### Do this
Rewrite the records below, changing every "integer pixel coords" to "whole-number pixel coordinates" and leaving everything else unchanged.

* Start Stored records *

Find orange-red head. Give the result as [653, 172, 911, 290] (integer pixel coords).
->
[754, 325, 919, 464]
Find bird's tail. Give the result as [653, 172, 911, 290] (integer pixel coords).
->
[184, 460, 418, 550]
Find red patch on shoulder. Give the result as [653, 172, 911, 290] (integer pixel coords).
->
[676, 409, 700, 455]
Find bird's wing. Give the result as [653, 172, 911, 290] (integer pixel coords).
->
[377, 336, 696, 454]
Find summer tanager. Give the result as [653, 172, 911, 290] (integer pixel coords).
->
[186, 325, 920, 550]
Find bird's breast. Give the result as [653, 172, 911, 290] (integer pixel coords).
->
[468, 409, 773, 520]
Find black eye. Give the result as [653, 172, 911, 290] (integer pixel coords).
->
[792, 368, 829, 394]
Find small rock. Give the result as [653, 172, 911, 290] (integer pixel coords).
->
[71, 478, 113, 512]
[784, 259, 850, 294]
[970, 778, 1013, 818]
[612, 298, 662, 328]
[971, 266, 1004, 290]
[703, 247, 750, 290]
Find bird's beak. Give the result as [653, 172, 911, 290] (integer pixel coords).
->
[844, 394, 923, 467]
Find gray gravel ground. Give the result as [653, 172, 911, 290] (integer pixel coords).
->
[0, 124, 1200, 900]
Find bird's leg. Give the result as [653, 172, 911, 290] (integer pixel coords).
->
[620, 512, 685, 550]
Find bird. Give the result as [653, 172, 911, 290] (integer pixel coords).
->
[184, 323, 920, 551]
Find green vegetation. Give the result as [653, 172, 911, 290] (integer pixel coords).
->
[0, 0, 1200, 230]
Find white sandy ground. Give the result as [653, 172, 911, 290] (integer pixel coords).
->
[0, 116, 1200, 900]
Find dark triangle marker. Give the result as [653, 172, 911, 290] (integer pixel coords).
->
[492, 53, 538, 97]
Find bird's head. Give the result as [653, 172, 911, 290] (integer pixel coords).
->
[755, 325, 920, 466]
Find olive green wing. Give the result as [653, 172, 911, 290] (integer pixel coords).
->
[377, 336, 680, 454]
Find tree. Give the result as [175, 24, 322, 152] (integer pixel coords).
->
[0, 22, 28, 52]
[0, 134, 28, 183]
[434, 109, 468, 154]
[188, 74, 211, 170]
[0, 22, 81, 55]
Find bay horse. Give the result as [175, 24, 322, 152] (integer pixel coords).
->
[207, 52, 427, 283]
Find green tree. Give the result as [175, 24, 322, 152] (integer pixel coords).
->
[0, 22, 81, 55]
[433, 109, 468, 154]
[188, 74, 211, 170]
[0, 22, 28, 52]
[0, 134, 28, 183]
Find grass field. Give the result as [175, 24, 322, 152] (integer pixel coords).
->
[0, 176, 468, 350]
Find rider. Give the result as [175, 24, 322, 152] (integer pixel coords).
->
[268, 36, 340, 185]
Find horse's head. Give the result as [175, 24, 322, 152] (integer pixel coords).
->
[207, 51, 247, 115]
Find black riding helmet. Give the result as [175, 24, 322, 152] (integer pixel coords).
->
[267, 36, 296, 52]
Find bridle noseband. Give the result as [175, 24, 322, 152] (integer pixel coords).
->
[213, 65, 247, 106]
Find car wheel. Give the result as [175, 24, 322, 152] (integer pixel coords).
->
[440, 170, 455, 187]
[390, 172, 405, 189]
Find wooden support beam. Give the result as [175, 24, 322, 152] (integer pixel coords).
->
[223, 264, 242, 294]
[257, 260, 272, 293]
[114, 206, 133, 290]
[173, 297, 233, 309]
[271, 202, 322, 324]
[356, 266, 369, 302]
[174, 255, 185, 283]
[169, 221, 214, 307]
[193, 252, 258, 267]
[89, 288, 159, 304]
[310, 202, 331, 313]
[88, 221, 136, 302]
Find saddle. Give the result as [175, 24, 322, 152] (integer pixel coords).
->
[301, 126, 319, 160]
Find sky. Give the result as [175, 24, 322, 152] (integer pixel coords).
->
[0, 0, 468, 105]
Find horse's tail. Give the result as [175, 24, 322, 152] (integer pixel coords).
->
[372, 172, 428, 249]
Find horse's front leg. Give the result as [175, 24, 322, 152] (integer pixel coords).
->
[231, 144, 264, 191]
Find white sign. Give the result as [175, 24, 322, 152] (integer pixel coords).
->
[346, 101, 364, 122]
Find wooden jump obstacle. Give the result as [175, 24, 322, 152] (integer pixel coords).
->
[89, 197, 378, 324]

* End Stored records *

### Answer
Find orange-red head. Give the result as [653, 172, 911, 290] (whole-number pixel coordinates).
->
[754, 325, 919, 464]
Find bird's tail. Give the result as [653, 172, 911, 290] (whole-number pixel coordinates).
->
[184, 460, 418, 550]
Find red patch on shoulder. Give the result as [653, 172, 911, 290] (whole-number pixel coordinates).
->
[676, 409, 700, 455]
Find bird's wing. Give the result as [653, 172, 911, 290] (whole-number pixel coordinates).
->
[377, 336, 696, 454]
Find summer tanager. Give the result as [653, 172, 911, 290] (whole-number pixel coordinates).
->
[186, 325, 920, 550]
Find bird's breast. Give the result as [653, 172, 911, 290] (whole-number pixel coordinates).
->
[468, 409, 773, 520]
Find black eye. Give the result as [653, 172, 911, 290] (whole-number pixel coordinates).
->
[792, 368, 829, 394]
Find small rock. Give the result as [653, 172, 911, 290] (whole-number pixel coordinates).
->
[71, 478, 113, 512]
[784, 259, 850, 294]
[970, 778, 1013, 818]
[612, 298, 662, 328]
[971, 266, 1004, 290]
[703, 247, 750, 290]
Find bird's beak. Give the result as [653, 172, 911, 290] (whole-number pixel coordinates).
->
[844, 394, 923, 467]
Find gray gravel ground. Give the result as [653, 172, 911, 290] (whole-number pixel coordinates).
->
[0, 124, 1200, 900]
Find bird's leg. Give the result as [653, 172, 911, 290] (whole-number pixel coordinates).
->
[620, 512, 685, 550]
Find bird. Give the result as [653, 172, 911, 290] (whole-number pixel coordinates).
->
[184, 323, 920, 551]
Find green vegetation. Give the result as [653, 172, 911, 290] (whole-number pixel coordinates).
->
[0, 0, 1200, 230]
Find white sandy ground. Give the result as [653, 172, 911, 290] (whole-number pixel coordinates).
->
[0, 116, 1200, 900]
Find dark triangle marker. Give the result as [653, 172, 911, 290] (whole-number pixel coordinates).
->
[492, 53, 538, 97]
Find bird's head. Give the result as [653, 172, 911, 290] (whole-number pixel coordinates).
->
[755, 325, 920, 466]
Find olive green wing. Give the result as [653, 172, 911, 290] (whole-number pixel coordinates).
->
[377, 336, 680, 454]
Find tree. Give the result as [175, 24, 322, 152] (whole-number pixel coordinates).
->
[0, 22, 28, 52]
[0, 134, 28, 183]
[434, 109, 468, 154]
[188, 74, 211, 170]
[0, 22, 81, 55]
Find bay horse. Give the result as [175, 24, 322, 152] (whole-number pixel coordinates).
->
[207, 52, 427, 283]
Find green tree. Give the result as [175, 24, 322, 152] (whole-number pixel coordinates).
->
[0, 22, 81, 55]
[433, 109, 468, 154]
[188, 74, 211, 170]
[0, 22, 28, 52]
[0, 134, 28, 183]
Find grass field. Give the result as [175, 24, 322, 152] (whole-number pixel coordinates).
->
[0, 176, 468, 350]
Find rider. Give the result as [175, 24, 322, 152] (whole-number pixel coordinates).
->
[268, 36, 340, 185]
Find horse's head. Give the result as [175, 24, 322, 152] (whole-number pixel coordinates).
->
[207, 51, 247, 115]
Find black riding helmet. Give the result as [175, 24, 322, 152] (whole-number pixel coordinates).
->
[267, 36, 296, 52]
Find bridle noseband. Give the result as [175, 24, 322, 152] (whole-number pixel coordinates).
->
[213, 65, 247, 106]
Find car wheel. Give the result as [175, 24, 322, 152] (whole-number pixel coordinates).
->
[440, 170, 455, 187]
[390, 172, 405, 189]
Find wooden support beam. Give the result as [175, 24, 322, 152] (whole-number pixel coordinates).
->
[223, 264, 242, 294]
[257, 260, 272, 293]
[114, 206, 133, 290]
[173, 297, 233, 309]
[271, 202, 322, 324]
[356, 266, 369, 302]
[174, 255, 185, 283]
[169, 221, 214, 307]
[193, 252, 258, 267]
[89, 288, 159, 304]
[310, 202, 331, 313]
[88, 221, 136, 302]
Find saddle. Give the result as [175, 24, 322, 152] (whole-number pixel coordinates).
->
[301, 126, 319, 160]
Find sky. Give the result as [175, 24, 322, 152] (whole-number pixel coordinates).
->
[0, 0, 468, 105]
Find horse's tail. Give the result as [175, 24, 322, 152] (whole-number pixel coordinates).
->
[372, 172, 428, 249]
Find horse's front leg. Give the result as [175, 24, 322, 152] (whole-number pixel coordinates).
->
[231, 144, 264, 191]
Find white sign. Give the result as [175, 24, 322, 152] (whole-number pixel coordinates).
->
[346, 101, 364, 122]
Find wooden jump obstacle. Give the result as [175, 24, 322, 152] (whole-number pixel coordinates).
->
[89, 197, 378, 324]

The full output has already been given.